-------- INPUT DATA

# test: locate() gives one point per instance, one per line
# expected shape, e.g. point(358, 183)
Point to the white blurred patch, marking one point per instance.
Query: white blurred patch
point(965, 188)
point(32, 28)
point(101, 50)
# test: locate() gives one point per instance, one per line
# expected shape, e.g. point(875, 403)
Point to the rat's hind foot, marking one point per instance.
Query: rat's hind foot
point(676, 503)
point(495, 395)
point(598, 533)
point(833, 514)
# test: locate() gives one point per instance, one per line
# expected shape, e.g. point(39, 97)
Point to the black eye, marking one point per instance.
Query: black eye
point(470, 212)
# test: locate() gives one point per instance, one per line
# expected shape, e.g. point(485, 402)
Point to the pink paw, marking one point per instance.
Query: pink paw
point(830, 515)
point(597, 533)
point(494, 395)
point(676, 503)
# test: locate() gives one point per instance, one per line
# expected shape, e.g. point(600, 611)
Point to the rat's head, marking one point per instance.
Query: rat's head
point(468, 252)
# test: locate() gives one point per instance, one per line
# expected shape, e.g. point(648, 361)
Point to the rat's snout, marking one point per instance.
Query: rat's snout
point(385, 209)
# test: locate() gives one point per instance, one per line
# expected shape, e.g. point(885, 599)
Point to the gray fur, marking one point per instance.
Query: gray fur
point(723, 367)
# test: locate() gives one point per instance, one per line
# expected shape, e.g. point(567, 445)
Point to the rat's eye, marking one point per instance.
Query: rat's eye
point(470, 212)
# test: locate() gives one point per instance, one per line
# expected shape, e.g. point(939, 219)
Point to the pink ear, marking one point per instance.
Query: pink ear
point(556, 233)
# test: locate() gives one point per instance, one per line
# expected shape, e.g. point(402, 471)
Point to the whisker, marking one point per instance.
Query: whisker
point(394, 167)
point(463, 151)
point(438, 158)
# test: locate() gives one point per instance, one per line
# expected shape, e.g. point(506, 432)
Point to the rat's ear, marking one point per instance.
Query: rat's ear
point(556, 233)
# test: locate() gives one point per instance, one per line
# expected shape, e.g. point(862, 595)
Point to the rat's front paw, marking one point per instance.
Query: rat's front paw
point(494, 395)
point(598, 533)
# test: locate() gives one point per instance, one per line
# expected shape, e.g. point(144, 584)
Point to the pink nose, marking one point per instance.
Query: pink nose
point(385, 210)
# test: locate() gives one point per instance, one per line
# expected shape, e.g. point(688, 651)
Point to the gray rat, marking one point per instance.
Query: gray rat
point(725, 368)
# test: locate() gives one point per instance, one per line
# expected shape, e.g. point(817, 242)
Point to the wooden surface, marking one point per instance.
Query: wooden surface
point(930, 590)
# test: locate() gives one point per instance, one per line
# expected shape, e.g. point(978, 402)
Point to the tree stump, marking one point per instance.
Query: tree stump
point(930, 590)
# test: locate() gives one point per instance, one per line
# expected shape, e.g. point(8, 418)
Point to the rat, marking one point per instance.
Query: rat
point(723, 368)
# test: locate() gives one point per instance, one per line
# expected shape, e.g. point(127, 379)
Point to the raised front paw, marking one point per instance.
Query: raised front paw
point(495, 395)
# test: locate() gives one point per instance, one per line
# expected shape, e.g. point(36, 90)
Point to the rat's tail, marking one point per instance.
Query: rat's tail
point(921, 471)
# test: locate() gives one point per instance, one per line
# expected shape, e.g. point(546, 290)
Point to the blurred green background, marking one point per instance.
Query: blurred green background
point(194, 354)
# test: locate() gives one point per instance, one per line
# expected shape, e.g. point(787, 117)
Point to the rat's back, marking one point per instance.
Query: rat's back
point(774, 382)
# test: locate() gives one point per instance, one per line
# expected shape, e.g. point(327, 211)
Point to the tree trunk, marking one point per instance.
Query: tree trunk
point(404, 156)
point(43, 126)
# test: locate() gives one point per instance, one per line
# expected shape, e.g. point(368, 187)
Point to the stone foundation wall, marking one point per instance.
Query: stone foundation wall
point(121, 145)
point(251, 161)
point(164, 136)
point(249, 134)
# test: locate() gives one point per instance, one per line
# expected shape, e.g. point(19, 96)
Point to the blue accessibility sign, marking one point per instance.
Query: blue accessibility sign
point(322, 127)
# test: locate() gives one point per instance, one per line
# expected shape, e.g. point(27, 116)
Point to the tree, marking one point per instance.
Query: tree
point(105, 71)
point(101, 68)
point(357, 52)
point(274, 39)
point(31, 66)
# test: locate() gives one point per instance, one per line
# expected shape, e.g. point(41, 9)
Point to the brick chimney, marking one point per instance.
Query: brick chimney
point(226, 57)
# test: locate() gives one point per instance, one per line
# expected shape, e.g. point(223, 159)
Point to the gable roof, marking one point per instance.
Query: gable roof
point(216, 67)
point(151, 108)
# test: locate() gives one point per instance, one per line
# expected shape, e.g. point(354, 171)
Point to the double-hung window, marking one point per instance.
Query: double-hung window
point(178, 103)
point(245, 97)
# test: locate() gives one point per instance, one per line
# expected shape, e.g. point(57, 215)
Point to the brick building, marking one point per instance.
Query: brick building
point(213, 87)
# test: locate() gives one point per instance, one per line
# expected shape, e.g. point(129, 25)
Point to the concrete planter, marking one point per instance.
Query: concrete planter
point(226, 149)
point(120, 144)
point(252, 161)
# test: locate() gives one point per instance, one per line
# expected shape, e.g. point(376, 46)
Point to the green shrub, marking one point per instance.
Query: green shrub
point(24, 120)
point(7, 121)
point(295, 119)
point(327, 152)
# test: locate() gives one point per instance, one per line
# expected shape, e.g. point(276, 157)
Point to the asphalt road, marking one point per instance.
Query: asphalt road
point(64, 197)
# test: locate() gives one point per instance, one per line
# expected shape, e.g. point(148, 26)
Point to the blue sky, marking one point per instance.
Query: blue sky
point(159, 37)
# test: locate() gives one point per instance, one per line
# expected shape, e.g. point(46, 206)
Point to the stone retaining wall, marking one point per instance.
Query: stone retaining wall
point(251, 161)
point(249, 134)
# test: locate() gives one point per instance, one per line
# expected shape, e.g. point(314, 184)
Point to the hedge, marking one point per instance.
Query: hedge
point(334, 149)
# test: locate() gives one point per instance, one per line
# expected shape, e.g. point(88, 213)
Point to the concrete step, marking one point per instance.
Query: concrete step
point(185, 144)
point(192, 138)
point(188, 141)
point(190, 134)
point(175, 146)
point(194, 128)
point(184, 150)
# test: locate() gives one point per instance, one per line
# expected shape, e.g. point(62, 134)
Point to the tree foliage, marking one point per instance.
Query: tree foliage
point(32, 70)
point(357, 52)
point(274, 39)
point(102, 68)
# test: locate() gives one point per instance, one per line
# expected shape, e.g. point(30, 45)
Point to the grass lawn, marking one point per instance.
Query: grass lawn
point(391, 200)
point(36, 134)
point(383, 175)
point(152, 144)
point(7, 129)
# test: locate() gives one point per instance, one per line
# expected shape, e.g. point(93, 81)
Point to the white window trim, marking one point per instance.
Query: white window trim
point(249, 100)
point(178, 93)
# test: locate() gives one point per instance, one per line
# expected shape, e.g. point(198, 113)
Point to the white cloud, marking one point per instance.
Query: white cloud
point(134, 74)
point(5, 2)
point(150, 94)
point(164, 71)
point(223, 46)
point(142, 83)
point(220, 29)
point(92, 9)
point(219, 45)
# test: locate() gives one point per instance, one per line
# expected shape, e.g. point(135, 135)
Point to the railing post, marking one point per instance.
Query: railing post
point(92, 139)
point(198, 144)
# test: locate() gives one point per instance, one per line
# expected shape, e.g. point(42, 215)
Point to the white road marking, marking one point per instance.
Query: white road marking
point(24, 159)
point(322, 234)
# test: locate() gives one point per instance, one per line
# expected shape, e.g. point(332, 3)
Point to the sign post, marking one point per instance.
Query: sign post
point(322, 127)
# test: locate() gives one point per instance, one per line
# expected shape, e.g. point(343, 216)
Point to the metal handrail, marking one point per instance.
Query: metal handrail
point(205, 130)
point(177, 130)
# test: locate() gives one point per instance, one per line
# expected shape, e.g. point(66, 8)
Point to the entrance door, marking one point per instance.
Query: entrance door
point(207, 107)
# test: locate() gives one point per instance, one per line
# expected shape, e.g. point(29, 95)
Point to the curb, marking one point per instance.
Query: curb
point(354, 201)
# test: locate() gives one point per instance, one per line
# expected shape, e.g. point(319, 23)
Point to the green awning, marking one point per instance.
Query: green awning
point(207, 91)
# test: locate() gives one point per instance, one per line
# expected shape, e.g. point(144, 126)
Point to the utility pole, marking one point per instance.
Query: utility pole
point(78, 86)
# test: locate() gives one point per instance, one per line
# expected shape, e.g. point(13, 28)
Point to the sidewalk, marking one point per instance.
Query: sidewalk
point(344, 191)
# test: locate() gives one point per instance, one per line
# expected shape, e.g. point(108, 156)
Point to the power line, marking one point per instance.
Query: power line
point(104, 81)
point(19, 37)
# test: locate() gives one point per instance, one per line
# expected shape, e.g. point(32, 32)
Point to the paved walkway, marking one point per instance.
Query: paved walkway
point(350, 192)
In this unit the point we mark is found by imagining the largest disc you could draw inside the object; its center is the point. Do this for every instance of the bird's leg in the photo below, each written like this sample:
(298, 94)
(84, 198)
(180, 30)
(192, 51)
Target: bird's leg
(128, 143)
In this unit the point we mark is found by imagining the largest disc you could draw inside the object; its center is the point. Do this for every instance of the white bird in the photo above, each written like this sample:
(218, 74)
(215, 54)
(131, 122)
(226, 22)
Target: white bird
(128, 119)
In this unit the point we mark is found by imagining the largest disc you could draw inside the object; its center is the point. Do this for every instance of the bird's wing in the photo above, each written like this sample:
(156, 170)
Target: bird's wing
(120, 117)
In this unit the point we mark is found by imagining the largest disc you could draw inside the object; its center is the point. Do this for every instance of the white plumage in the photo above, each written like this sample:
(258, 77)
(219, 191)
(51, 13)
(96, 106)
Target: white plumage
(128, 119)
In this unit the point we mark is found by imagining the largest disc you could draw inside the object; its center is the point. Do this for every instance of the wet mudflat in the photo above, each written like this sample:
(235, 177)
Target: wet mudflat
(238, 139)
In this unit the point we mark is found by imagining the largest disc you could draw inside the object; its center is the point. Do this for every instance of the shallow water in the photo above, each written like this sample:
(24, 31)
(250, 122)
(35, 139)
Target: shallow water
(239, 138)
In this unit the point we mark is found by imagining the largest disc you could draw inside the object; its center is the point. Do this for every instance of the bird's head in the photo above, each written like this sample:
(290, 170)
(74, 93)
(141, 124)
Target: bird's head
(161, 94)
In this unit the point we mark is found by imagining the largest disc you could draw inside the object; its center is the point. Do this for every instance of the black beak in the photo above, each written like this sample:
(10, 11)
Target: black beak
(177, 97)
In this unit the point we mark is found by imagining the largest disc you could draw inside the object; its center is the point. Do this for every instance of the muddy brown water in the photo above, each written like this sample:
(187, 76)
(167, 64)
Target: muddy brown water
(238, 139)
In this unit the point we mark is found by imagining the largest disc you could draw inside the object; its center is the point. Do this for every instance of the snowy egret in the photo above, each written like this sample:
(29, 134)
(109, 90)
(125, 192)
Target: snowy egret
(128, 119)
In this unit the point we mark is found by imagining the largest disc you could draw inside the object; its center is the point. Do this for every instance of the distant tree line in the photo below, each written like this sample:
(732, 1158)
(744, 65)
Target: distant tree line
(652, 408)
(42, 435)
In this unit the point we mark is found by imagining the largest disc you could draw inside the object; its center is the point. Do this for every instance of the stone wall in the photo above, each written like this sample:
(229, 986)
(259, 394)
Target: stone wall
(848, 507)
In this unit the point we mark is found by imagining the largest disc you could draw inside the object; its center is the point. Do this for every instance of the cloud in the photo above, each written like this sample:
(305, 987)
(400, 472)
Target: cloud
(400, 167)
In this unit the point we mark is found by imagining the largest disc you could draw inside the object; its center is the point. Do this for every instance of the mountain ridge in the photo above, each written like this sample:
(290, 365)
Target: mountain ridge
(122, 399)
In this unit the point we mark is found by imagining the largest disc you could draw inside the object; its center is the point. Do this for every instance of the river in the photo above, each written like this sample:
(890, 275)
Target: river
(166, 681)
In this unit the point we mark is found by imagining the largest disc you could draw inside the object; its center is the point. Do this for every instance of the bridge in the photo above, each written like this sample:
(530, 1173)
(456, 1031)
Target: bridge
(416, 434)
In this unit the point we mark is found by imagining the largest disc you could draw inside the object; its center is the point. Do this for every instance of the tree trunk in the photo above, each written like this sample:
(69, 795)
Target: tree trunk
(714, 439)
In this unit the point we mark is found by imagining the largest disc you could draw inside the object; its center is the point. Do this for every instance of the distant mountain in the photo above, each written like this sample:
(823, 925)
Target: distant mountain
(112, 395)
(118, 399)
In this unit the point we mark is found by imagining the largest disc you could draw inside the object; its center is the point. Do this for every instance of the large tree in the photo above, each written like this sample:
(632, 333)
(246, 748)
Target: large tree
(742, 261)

----------------

## WORK ORDER
Reproduce exactly, and only, the part of the listing above that begins at the line with "# expected shape, e.g. point(319, 23)" and goes on through the line with "Point to the utility".

## TASK ANSWER
# expected shape, e.g. point(319, 23)
Point to the green awning, marking one point per instance.
Query: green awning
point(207, 91)
# test: locate() gives one point per instance, one per line
# expected shape, e.g. point(144, 126)
Point to the utility pole, marking one point per instance.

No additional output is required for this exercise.